Copy out every line from the one containing "Task: tag the green grass" down to the one containing "x=123, y=84", both included, reproducing each character as it appears in the records.

(begin)

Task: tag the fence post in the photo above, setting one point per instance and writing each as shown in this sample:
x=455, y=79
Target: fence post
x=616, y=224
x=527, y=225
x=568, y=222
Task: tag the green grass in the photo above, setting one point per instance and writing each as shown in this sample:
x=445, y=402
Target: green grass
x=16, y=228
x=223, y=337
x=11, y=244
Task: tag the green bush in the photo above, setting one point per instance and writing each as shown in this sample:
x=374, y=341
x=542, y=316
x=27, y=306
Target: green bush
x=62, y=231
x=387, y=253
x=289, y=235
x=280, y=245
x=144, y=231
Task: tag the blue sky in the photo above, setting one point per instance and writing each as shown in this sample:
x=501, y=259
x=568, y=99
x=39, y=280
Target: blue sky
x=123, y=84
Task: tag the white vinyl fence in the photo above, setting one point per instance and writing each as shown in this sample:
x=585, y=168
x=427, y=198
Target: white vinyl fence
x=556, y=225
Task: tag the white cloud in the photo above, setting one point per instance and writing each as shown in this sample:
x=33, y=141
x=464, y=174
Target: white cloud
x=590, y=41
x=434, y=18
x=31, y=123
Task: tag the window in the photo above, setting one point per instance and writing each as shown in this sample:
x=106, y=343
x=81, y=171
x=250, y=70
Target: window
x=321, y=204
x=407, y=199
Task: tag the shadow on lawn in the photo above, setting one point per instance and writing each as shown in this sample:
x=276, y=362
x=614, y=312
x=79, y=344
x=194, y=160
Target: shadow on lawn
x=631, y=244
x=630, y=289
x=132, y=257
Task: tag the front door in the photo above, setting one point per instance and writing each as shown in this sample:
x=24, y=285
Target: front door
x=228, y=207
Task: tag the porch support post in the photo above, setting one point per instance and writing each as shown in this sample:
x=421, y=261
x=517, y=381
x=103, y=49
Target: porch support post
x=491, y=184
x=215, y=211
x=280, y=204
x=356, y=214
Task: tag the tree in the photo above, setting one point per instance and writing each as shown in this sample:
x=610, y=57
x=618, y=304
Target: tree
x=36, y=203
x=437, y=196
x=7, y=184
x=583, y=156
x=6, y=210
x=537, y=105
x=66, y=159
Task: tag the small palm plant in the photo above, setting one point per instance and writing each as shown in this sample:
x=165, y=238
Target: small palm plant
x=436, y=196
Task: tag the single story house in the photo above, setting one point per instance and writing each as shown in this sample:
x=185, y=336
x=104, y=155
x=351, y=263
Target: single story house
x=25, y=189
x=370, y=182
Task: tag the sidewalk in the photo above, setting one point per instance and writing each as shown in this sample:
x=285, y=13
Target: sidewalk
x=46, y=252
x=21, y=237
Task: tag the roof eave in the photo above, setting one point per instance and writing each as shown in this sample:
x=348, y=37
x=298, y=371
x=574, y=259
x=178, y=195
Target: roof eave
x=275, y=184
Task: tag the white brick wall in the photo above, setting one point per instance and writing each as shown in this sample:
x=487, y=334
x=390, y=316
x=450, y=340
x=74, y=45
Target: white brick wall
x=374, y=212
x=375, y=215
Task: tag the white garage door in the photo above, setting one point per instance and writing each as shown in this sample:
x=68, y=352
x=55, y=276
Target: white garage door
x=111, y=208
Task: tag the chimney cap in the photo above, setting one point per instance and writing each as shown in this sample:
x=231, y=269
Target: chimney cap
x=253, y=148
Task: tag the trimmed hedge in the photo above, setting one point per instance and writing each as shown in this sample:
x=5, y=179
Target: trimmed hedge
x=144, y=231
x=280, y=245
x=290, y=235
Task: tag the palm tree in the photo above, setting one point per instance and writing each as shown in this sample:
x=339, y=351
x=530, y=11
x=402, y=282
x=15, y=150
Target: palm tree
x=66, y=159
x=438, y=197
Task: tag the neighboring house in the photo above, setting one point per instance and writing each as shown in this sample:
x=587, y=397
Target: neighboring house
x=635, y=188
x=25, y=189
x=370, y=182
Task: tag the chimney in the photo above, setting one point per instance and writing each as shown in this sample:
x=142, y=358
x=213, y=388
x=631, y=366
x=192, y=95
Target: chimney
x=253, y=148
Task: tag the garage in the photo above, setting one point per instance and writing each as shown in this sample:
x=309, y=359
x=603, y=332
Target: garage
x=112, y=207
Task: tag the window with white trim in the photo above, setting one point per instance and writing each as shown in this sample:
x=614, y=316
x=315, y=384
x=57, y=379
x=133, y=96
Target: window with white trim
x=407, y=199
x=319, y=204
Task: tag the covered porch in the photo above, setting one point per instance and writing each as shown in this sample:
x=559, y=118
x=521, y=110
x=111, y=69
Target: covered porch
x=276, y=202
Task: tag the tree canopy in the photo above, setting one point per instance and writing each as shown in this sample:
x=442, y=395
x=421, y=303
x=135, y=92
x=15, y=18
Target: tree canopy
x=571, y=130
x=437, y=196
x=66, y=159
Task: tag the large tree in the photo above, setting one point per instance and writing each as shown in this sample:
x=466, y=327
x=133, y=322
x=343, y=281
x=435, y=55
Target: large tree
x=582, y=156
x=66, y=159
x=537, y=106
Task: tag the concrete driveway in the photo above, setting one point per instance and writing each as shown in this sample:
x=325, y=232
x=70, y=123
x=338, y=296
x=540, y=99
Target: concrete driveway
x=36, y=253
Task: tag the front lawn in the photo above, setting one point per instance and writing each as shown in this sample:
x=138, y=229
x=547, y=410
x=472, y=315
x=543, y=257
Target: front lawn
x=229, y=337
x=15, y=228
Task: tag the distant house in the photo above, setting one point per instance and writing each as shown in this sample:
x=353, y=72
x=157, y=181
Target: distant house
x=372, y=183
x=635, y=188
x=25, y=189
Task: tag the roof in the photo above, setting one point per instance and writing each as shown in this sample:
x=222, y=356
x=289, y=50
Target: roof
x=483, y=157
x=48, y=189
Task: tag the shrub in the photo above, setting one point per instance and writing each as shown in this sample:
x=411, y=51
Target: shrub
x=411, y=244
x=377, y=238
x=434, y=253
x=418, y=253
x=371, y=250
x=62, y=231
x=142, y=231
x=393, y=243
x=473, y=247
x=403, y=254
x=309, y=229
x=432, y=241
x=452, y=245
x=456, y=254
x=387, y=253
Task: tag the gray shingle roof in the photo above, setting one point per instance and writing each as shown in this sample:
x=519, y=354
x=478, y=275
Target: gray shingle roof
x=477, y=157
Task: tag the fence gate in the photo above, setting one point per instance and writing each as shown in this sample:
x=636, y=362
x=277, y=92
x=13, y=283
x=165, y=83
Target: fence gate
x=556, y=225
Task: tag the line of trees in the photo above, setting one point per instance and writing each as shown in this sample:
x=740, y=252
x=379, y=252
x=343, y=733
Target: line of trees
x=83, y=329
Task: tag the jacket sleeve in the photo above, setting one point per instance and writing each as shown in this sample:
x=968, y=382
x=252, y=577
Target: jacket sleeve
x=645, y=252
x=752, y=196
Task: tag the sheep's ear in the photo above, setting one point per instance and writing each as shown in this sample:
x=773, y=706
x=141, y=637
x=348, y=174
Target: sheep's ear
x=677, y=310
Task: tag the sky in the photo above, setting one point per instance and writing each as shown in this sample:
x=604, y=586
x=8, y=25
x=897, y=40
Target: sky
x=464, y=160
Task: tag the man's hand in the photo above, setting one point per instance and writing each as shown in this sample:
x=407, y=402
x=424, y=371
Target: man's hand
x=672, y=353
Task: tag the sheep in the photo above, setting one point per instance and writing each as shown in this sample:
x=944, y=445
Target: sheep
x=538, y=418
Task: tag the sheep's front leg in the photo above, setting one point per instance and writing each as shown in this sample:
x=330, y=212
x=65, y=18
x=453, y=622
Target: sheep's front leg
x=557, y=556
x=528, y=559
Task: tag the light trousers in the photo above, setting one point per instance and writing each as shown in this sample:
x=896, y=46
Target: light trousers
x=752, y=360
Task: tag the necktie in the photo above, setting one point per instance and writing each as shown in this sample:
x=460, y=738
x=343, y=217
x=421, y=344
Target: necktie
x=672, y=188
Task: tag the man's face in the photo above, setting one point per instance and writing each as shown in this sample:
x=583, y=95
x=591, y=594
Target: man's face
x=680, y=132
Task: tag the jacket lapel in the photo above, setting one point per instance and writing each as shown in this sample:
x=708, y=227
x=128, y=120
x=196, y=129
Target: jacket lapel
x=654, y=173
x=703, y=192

(end)

### COMPLETED EXERCISE:
Task: tag the green grass in the photo above, setting one point per instance and writing each as shown in this sample:
x=445, y=402
Target: green grass
x=16, y=228
x=223, y=337
x=11, y=244
Task: tag the green bush in the photo above, setting one point per instance and writing each as shown in this sample:
x=374, y=341
x=542, y=316
x=27, y=306
Target: green bush
x=62, y=231
x=387, y=253
x=289, y=235
x=280, y=245
x=144, y=231
Task: tag the blue sky in the photo above, setting one point per instance and writing each as shown in this sample:
x=501, y=259
x=568, y=99
x=39, y=280
Target: blue sky
x=123, y=84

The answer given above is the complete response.